▶ _Exercise aim_
Write out the lines of the material below exactly, beginning at the line with "e.g. [[824, 379]]" and stopping after the line with "e.g. [[196, 82]]", and leave out the pictures.
_ _ _ _ _
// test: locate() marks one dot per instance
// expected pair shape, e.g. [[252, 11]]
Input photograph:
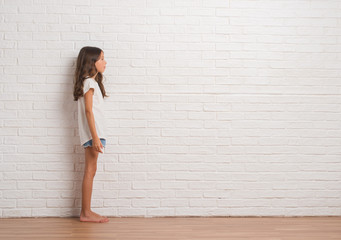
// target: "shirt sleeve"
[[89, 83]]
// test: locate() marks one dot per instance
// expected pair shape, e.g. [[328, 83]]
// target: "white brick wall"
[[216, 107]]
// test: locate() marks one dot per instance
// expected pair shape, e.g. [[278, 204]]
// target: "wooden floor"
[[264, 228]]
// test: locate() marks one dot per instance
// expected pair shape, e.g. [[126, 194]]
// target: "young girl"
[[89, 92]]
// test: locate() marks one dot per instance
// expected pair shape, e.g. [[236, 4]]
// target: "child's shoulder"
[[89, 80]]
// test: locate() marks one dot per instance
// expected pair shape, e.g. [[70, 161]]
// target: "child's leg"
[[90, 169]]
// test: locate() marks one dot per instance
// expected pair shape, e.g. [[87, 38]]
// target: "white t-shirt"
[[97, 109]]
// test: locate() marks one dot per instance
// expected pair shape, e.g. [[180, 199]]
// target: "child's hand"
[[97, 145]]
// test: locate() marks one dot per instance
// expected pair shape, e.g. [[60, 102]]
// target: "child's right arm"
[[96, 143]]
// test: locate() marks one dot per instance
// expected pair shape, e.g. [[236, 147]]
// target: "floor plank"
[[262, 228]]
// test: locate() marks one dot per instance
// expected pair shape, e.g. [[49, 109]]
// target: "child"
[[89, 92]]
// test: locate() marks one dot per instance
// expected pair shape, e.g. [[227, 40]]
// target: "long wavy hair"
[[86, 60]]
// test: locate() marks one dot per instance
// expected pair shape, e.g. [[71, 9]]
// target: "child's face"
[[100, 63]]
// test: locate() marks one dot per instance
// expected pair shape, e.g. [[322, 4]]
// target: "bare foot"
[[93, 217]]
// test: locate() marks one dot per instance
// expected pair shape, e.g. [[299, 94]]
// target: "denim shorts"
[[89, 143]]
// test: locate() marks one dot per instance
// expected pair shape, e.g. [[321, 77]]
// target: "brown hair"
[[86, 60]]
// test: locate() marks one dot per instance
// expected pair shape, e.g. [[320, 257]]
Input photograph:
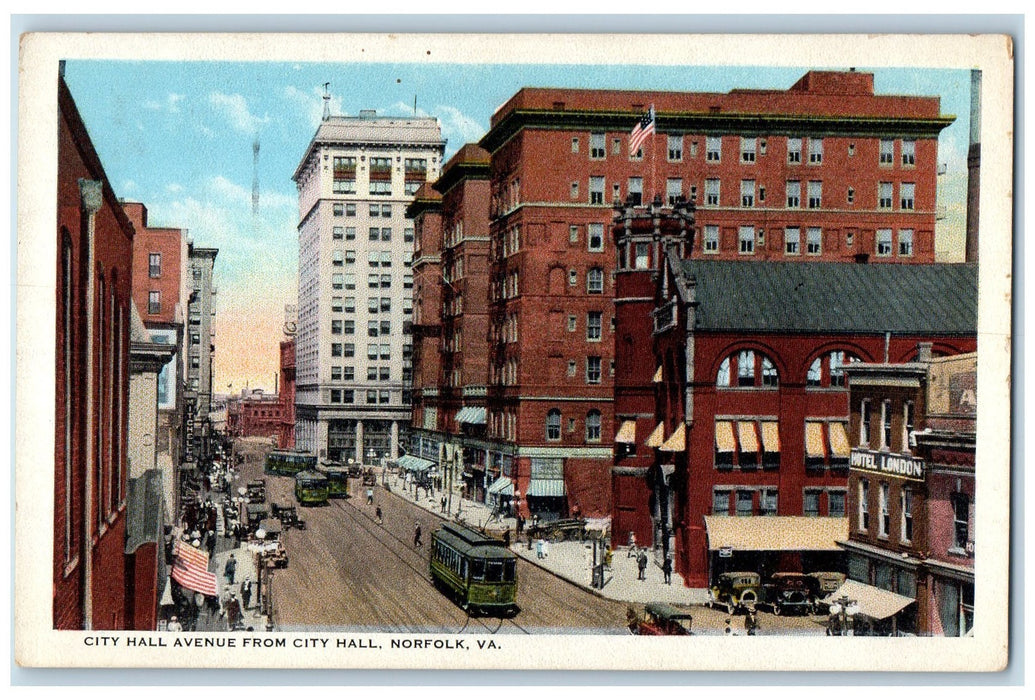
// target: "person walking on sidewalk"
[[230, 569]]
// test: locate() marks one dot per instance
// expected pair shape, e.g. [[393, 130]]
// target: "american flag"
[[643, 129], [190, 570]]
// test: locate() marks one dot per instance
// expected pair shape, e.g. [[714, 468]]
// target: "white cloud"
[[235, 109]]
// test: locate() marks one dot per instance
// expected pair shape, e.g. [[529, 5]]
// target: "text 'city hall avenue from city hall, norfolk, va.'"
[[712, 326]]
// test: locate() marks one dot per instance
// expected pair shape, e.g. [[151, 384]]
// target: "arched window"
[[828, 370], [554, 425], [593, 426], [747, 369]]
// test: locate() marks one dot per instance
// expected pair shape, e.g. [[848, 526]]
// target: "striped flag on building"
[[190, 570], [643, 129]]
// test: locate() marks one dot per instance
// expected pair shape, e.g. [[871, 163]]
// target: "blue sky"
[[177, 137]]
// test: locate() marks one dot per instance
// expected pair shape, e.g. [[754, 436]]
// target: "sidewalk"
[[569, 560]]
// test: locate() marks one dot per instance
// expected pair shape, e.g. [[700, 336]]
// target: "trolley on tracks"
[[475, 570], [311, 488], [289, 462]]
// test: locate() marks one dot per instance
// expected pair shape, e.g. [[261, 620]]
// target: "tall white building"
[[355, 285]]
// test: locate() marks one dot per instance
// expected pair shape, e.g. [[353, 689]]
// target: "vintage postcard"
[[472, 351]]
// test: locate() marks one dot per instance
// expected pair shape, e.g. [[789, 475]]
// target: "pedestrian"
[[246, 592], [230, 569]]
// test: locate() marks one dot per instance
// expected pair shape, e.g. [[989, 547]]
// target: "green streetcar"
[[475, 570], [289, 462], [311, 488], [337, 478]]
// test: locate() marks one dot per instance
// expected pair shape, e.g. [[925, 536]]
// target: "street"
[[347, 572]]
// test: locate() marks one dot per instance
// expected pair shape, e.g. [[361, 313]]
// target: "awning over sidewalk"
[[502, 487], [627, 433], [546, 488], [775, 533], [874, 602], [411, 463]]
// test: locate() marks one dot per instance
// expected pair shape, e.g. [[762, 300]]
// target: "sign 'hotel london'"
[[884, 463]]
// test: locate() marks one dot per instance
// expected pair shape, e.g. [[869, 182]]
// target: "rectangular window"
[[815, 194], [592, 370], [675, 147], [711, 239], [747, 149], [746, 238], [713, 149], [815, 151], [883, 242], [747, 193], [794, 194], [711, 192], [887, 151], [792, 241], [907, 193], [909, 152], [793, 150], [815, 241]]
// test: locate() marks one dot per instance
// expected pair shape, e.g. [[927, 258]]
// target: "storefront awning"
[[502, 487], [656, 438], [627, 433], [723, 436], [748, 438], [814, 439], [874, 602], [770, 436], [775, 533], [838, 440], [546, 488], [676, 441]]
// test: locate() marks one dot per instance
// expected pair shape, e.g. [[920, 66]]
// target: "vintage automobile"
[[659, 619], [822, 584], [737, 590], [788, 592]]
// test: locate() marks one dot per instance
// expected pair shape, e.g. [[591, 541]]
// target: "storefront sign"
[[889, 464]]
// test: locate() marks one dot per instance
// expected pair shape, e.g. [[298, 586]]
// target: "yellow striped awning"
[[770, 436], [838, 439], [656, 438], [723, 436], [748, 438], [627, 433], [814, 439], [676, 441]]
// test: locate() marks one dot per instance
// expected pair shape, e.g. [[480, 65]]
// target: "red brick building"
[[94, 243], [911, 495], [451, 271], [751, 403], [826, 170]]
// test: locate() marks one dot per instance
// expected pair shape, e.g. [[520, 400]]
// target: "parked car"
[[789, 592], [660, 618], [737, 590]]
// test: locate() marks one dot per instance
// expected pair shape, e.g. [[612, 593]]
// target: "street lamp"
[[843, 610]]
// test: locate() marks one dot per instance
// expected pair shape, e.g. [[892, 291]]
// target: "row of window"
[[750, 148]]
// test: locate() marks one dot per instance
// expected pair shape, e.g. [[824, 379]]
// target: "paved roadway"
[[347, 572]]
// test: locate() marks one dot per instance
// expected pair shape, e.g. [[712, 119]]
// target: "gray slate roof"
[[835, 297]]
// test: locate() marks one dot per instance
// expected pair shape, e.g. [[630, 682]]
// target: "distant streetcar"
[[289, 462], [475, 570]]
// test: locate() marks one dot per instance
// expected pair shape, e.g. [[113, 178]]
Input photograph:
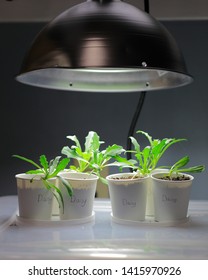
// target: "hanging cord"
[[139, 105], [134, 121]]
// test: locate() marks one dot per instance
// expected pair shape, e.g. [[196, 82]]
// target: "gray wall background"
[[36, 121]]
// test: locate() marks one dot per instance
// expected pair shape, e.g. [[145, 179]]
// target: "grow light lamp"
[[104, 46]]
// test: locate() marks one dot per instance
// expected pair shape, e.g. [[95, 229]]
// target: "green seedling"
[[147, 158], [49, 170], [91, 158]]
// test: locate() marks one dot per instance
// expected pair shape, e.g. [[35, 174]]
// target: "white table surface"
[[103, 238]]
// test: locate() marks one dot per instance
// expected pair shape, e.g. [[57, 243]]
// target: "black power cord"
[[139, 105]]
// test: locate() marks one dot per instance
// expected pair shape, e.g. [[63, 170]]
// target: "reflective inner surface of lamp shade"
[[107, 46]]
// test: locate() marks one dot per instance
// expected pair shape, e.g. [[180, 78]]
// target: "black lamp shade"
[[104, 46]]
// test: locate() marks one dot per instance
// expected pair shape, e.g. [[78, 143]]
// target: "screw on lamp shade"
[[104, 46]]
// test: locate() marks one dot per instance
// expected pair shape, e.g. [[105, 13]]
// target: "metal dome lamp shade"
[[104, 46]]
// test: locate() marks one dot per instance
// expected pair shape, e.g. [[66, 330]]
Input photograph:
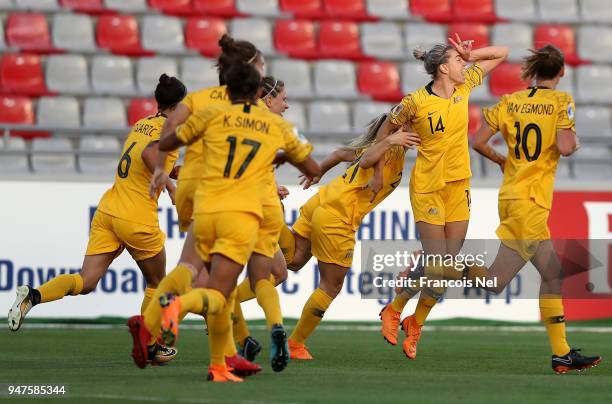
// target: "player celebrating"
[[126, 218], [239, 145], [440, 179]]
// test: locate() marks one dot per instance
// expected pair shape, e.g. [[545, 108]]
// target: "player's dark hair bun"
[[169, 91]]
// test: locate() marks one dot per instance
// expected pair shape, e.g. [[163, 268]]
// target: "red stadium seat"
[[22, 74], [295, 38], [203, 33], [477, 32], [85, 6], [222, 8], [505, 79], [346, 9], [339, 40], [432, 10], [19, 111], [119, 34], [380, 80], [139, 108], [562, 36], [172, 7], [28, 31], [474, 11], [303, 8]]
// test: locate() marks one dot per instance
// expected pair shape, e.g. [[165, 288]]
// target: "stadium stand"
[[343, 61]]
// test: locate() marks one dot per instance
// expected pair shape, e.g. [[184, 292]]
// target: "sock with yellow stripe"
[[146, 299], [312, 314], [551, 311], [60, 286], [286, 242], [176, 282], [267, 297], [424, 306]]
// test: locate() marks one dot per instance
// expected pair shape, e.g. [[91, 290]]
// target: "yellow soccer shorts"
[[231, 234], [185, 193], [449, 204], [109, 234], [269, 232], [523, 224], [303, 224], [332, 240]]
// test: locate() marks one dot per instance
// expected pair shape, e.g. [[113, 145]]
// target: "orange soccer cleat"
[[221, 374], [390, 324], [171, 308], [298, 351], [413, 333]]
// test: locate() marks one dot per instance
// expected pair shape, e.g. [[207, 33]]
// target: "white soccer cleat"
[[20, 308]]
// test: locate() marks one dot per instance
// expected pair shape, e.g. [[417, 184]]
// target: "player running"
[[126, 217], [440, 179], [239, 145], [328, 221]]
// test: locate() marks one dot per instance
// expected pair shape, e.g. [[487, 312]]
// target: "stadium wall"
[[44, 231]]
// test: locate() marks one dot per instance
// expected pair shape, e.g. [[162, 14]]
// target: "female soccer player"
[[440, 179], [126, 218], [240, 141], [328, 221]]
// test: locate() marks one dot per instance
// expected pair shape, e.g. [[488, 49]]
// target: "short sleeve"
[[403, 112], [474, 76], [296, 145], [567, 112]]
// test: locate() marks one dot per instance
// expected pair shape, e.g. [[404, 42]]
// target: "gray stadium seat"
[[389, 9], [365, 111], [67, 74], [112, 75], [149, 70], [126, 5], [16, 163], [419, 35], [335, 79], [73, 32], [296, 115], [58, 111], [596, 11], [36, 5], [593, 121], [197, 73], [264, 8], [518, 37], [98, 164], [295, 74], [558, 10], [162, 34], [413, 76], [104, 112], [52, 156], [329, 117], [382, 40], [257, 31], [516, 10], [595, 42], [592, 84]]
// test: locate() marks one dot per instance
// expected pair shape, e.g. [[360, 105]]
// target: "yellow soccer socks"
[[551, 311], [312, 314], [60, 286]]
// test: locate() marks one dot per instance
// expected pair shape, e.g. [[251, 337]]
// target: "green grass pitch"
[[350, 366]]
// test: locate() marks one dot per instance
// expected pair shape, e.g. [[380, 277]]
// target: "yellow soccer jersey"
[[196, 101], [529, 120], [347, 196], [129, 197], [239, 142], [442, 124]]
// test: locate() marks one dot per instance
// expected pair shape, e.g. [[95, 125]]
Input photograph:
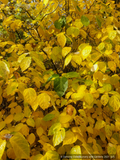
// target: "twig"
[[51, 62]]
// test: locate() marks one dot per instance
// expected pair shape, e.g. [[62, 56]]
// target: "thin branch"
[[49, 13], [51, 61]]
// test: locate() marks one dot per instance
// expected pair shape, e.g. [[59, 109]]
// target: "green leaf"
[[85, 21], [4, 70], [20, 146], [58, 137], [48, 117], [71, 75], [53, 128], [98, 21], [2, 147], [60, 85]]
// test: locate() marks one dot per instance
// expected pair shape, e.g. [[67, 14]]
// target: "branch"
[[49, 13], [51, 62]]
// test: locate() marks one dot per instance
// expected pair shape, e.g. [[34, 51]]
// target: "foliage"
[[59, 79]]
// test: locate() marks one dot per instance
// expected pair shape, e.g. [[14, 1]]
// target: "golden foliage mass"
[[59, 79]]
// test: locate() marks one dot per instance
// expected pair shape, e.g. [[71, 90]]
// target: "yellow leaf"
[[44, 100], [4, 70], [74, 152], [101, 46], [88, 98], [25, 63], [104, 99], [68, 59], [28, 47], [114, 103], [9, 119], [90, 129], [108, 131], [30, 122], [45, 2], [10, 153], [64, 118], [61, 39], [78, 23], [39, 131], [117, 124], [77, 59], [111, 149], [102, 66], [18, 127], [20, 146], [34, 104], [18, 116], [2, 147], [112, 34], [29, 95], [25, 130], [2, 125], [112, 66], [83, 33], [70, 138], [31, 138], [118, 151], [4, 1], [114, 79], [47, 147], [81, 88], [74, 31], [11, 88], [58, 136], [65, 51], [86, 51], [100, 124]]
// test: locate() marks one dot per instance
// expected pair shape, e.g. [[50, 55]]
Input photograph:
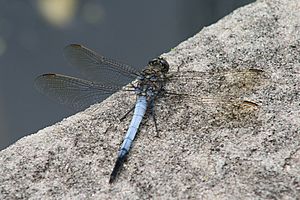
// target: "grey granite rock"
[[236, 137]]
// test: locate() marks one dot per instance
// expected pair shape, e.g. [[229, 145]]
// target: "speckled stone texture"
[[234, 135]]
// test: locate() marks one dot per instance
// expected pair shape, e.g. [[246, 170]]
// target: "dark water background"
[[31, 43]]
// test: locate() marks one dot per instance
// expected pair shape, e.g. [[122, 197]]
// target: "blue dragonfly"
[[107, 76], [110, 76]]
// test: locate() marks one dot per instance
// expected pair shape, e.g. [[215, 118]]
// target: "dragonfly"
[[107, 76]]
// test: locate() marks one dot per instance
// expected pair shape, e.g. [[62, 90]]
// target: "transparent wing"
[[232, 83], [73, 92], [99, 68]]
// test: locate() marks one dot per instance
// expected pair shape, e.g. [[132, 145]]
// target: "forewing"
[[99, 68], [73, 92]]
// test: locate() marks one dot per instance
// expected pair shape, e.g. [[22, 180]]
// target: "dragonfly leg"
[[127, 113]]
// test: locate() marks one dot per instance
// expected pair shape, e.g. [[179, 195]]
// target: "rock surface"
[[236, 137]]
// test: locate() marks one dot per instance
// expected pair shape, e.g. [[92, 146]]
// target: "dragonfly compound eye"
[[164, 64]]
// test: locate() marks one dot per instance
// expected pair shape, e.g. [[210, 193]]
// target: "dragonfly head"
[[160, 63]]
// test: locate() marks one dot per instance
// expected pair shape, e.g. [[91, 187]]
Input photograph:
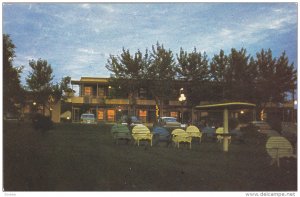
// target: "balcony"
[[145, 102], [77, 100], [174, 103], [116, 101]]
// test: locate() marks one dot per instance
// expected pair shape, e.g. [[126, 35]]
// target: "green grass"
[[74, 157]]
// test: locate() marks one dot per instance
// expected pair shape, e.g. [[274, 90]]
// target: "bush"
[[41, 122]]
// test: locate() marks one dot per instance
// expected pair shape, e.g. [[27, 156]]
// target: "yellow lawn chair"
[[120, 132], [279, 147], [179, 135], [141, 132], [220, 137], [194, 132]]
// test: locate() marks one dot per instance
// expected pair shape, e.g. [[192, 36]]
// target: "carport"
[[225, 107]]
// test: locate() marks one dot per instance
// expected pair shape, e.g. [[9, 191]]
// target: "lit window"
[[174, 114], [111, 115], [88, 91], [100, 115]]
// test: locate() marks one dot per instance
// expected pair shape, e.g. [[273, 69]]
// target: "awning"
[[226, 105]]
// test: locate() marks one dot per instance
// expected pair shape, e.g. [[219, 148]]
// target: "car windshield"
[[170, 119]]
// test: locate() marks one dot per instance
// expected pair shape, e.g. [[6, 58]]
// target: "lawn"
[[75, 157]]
_ _ _ _ _
▶ _Task response_
// expected pair shape, e.g. [[824, 379]]
// target: "paved roadway"
[[347, 572]]
// test: locate() marks one dot per instance
// expected pair shape, e.g. [[712, 119]]
// target: "gray slate roof"
[[835, 297]]
// test: locate() marks one dot per instance
// expected pair shape, e.g. [[630, 682]]
// target: "distant streetcar"
[[289, 462], [475, 570]]
// test: locate() marks one dot per instance
// expected pair shape, e.g. [[113, 178]]
Input photograph:
// target: "hanging cord"
[[139, 105], [134, 121]]
// test: locate() marks one dot per instance
// expected pair shape, e.g. [[196, 82]]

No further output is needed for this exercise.